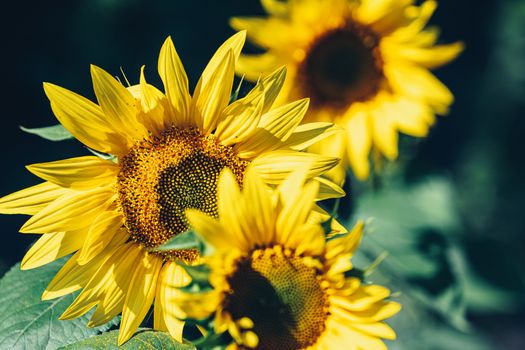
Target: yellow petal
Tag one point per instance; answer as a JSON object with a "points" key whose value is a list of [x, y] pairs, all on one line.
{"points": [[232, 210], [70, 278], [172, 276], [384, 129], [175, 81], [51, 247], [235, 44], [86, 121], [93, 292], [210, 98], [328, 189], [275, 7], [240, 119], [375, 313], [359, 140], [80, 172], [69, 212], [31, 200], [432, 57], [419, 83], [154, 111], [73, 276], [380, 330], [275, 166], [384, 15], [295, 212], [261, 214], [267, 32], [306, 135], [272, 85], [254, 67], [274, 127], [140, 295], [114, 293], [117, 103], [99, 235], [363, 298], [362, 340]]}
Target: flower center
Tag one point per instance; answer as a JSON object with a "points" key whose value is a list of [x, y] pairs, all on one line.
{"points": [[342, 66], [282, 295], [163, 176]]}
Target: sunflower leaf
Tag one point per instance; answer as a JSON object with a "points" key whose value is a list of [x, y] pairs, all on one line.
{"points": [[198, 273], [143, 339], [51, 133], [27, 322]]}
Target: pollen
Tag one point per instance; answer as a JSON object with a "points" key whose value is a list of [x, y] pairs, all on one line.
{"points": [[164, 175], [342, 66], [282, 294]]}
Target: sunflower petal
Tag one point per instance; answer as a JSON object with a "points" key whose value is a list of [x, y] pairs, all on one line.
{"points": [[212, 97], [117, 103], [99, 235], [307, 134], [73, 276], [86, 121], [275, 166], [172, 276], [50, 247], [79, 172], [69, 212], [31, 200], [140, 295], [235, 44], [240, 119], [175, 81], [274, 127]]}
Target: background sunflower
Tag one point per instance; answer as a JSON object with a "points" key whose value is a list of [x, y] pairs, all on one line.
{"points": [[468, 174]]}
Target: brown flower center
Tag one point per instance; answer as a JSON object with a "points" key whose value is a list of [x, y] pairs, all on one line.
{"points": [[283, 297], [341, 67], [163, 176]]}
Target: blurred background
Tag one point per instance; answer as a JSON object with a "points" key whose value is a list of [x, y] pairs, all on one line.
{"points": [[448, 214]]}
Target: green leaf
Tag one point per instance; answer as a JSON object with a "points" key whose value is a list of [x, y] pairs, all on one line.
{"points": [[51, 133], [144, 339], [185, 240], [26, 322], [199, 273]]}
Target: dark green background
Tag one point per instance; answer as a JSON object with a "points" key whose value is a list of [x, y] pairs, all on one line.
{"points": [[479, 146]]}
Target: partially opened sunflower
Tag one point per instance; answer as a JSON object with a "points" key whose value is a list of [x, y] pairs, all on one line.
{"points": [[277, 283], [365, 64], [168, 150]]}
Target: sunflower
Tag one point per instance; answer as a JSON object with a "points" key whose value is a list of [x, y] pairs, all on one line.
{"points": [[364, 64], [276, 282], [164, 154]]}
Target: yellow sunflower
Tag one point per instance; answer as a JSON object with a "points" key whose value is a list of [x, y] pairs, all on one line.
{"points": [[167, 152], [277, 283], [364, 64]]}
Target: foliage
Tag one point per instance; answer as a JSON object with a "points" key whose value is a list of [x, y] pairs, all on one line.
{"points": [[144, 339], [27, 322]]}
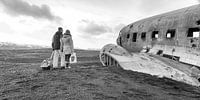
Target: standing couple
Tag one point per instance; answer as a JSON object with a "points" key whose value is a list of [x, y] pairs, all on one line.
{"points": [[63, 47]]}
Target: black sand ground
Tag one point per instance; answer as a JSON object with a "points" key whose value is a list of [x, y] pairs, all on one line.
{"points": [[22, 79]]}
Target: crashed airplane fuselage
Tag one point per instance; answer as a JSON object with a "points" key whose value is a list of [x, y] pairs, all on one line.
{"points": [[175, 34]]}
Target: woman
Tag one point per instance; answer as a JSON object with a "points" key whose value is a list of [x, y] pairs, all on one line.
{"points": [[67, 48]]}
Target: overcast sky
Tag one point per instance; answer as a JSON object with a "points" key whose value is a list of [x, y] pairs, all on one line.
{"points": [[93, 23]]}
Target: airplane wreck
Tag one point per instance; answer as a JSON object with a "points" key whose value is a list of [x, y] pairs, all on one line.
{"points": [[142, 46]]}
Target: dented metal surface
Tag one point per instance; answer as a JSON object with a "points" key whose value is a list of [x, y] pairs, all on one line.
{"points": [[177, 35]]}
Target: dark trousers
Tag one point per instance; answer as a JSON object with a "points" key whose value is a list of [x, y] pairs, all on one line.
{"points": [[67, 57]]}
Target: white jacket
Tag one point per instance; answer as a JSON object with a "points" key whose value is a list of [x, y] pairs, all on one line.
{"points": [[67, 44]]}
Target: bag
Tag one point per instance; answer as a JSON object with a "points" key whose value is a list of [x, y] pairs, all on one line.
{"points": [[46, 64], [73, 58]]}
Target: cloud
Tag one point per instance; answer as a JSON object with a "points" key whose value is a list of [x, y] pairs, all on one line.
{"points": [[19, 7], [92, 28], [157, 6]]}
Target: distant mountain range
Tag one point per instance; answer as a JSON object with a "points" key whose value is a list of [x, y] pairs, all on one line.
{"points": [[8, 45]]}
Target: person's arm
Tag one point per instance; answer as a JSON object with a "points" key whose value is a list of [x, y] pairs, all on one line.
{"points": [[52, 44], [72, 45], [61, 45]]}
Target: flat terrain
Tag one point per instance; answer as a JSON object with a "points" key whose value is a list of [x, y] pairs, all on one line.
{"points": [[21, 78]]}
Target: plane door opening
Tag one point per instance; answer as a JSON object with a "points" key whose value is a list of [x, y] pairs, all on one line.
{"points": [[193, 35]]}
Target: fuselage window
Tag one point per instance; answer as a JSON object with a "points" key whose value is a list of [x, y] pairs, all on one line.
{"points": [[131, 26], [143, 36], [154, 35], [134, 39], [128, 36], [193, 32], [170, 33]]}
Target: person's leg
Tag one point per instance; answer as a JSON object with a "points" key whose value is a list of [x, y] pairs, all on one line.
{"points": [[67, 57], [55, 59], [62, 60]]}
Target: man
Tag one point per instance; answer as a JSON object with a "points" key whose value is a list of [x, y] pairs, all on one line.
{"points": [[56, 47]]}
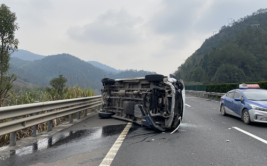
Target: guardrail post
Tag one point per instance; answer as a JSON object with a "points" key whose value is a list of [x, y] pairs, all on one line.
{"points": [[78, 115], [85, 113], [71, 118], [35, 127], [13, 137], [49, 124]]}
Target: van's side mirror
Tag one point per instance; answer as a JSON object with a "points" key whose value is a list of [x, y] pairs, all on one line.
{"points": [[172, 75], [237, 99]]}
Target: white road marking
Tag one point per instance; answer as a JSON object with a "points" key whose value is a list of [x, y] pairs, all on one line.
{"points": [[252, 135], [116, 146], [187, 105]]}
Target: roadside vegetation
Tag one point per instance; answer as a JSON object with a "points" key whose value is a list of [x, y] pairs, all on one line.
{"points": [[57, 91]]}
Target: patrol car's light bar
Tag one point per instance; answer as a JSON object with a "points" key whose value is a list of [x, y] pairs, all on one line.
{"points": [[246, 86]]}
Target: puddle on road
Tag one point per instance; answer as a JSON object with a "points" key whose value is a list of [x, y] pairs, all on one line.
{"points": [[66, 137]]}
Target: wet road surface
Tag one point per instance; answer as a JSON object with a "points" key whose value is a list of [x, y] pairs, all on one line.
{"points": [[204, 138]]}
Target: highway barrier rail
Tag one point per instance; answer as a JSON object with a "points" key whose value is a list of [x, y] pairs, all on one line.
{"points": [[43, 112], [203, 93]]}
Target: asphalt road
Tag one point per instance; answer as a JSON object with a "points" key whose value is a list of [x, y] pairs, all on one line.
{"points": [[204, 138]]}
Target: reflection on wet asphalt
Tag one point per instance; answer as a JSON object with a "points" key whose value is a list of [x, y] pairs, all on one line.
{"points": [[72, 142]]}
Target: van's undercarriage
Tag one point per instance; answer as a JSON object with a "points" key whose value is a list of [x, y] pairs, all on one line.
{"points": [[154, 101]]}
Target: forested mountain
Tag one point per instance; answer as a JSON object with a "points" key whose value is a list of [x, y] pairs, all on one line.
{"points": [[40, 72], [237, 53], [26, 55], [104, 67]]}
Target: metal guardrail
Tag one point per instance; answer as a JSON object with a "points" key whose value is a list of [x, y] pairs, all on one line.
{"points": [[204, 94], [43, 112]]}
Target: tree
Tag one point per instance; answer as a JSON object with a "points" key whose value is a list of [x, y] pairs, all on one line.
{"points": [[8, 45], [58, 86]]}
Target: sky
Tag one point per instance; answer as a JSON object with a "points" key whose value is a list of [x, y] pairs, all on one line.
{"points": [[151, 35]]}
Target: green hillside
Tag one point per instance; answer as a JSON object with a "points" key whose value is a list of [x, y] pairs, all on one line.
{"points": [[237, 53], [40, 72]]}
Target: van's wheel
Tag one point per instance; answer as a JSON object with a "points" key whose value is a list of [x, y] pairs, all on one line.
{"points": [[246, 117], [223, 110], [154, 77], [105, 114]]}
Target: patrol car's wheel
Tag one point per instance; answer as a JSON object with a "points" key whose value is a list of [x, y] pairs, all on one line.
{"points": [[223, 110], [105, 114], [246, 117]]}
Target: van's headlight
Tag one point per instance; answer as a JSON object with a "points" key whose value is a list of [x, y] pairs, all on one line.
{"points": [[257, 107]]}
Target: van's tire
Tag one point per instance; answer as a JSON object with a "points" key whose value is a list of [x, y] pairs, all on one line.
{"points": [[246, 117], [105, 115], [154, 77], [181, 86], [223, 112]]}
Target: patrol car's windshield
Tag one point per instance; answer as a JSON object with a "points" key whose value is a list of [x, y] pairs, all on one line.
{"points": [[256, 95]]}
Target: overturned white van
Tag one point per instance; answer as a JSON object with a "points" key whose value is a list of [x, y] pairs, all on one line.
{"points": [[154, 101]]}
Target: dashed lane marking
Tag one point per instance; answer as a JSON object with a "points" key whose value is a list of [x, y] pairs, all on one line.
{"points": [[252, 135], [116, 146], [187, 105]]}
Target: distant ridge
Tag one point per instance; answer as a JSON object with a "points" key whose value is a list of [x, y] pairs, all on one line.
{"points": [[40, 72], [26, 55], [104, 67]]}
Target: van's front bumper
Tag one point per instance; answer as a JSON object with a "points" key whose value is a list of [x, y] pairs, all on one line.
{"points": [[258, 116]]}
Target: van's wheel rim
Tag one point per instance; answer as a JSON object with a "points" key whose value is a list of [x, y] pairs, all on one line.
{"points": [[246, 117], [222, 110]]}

---

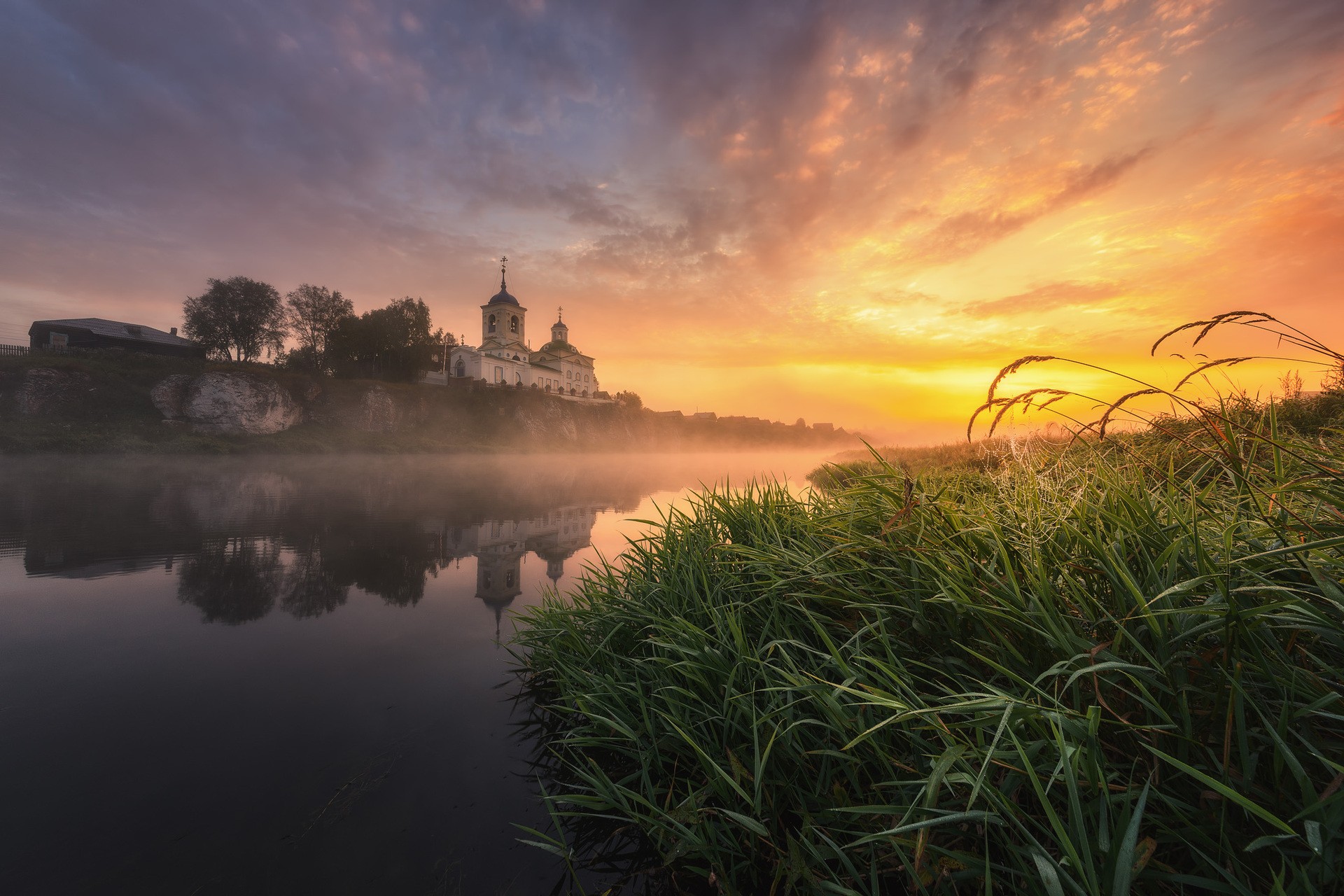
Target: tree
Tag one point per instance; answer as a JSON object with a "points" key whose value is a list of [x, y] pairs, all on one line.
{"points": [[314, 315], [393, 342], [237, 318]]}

...

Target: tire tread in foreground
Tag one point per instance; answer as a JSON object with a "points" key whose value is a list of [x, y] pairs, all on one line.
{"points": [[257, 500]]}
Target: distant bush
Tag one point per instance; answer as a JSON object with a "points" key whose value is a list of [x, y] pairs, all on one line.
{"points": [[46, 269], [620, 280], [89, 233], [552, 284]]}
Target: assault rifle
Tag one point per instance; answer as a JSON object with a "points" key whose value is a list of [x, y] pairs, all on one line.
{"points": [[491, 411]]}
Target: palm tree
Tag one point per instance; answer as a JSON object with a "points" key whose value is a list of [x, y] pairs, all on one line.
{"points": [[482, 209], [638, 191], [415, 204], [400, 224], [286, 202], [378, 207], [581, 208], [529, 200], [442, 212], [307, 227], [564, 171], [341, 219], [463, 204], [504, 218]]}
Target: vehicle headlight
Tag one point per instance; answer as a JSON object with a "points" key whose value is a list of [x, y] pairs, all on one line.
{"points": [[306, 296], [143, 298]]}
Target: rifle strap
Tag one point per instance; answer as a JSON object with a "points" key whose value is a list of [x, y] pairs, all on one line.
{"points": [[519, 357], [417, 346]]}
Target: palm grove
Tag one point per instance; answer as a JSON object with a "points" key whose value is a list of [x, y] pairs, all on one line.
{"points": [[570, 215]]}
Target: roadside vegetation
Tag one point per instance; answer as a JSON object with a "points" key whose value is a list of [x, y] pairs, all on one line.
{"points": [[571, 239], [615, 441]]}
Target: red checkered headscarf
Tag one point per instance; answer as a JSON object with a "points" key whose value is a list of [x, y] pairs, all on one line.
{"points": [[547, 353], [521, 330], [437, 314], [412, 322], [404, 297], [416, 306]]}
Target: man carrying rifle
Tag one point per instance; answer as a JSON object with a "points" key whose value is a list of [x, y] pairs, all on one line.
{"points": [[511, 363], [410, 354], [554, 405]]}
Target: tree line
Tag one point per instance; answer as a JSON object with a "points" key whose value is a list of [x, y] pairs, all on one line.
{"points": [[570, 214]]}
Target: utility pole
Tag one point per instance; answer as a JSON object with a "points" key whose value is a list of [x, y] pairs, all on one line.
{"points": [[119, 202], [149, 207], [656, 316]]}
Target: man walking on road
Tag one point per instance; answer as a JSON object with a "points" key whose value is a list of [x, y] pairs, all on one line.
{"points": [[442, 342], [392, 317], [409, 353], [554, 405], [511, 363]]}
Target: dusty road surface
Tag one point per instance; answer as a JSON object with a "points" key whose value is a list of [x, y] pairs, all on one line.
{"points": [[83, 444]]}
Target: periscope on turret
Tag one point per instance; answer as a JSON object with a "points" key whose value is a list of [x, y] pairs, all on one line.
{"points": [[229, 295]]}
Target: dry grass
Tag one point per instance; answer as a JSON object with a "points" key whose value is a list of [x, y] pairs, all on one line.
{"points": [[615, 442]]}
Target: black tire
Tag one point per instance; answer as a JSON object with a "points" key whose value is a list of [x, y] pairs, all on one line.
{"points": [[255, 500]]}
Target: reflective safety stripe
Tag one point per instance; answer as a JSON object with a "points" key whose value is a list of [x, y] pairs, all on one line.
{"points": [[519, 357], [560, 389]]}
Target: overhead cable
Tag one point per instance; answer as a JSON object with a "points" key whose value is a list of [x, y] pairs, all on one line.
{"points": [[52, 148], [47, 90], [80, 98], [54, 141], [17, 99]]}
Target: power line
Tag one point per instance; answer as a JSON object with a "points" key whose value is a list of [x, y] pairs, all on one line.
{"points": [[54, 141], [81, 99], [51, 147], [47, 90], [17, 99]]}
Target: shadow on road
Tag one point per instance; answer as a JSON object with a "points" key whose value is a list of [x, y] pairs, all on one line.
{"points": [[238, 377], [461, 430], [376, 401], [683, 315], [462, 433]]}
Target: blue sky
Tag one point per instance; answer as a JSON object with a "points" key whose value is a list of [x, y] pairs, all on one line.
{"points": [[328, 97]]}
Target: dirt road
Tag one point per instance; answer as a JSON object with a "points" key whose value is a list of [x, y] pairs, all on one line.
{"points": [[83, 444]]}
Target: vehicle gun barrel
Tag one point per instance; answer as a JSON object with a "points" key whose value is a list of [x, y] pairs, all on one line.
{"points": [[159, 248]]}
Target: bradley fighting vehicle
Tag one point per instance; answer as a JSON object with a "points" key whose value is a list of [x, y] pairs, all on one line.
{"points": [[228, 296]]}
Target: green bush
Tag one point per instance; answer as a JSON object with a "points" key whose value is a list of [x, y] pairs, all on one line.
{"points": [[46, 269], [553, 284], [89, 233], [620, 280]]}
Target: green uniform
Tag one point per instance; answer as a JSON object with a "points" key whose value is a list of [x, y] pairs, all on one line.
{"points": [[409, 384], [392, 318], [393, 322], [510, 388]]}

Your goal
Locate every line above that contains the string "green" and copy each one out in full. Matching is case-sensitive.

Response
Target: green leaf
Target: dark green background
Target: green hillside
Target: green bush
Target: green uniform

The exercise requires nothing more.